What this task involves: Can you write out these lines again with "set a dot" switched to "place a marker" everywhere, changing nothing else and leaving the pictures out?

[Position identification records]
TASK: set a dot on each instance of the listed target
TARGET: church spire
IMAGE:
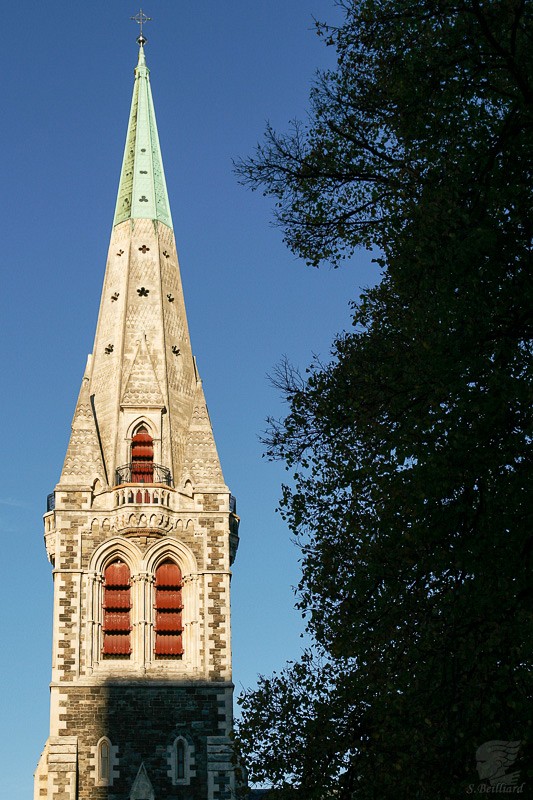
(141, 530)
(142, 370)
(142, 192)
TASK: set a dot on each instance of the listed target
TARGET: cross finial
(140, 19)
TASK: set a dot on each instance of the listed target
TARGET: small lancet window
(168, 610)
(104, 761)
(117, 605)
(180, 760)
(142, 456)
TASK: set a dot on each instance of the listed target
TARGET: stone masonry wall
(141, 723)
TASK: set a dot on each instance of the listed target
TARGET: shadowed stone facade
(137, 723)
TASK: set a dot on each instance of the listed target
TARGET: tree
(410, 451)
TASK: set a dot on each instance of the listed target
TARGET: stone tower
(141, 531)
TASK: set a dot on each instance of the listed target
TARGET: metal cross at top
(140, 19)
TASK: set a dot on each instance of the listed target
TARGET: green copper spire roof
(142, 192)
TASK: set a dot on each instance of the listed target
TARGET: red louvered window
(142, 457)
(168, 609)
(117, 605)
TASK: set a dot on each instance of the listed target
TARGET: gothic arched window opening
(180, 760)
(117, 606)
(142, 456)
(168, 610)
(103, 760)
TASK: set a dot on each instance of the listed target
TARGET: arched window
(180, 758)
(117, 605)
(142, 456)
(104, 760)
(106, 763)
(168, 608)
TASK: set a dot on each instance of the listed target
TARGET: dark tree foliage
(411, 451)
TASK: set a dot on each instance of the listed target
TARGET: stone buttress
(141, 531)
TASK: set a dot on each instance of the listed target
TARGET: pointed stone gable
(201, 461)
(83, 462)
(142, 788)
(142, 386)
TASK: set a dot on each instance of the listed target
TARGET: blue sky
(219, 71)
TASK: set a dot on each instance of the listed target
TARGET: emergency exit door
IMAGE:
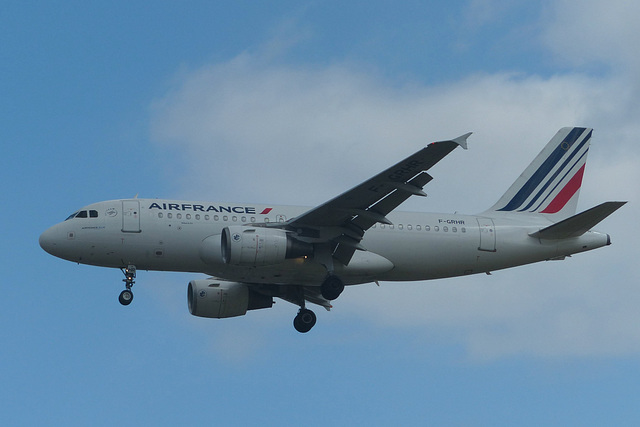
(131, 216)
(487, 235)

In response:
TASK: place a marker on each instance of the listed target
TARGET: church spire
IMAGE:
(141, 530)
(142, 370)
(142, 192)
TASK: place a marker on each instance of the listed target
TARGET: cross finial
(140, 19)
TASK: place a marker on each instance of the listed target
TARGET: small lancet window
(168, 610)
(104, 761)
(117, 605)
(180, 760)
(142, 456)
TASK: place a marker on each instance of the listed target
TARGET: stone masonry wall
(141, 723)
TASK: place a marker on each instance of the listed target
TARGET: shadowed stone facade
(137, 723)
TASK: place a marker on each instance of the listed target
TARGET: tree
(410, 451)
TASK: place a marker on each instance of the listed target
TARGET: stone tower
(141, 531)
TASK: place a marker on each instance of the listed target
TARGET: metal cross at top
(140, 19)
TASK: place a marker on each instance of the listed target
TARGET: green copper spire roof
(142, 192)
TASK: place a marker on each instance of the listed target
TARGET: red louvered window
(142, 457)
(168, 609)
(117, 605)
TASK: place a marker on each instance of the listed target
TARGET: gothic arched window opening
(180, 760)
(117, 606)
(142, 456)
(168, 610)
(103, 760)
TASK: place a marker on each instance of the listed target
TARGET: arched window
(180, 758)
(117, 605)
(142, 456)
(104, 760)
(106, 763)
(168, 608)
TASK: place a marker on each instance of the listed target
TARGET: dark tree foliage
(411, 451)
TASK: place a marker on each instance of the listed target
TARGET: stone buttress
(141, 531)
TASK: place a marker on each instance of the listed target
TARGET: pointed stone gable
(201, 461)
(83, 462)
(142, 788)
(142, 386)
TASK: place a marker on each instance of the listed target
TARGET: blue sky
(219, 71)
TASK: place a marker on each instance of the listed target
TARGET: emergency exit door
IMAGE:
(131, 216)
(487, 235)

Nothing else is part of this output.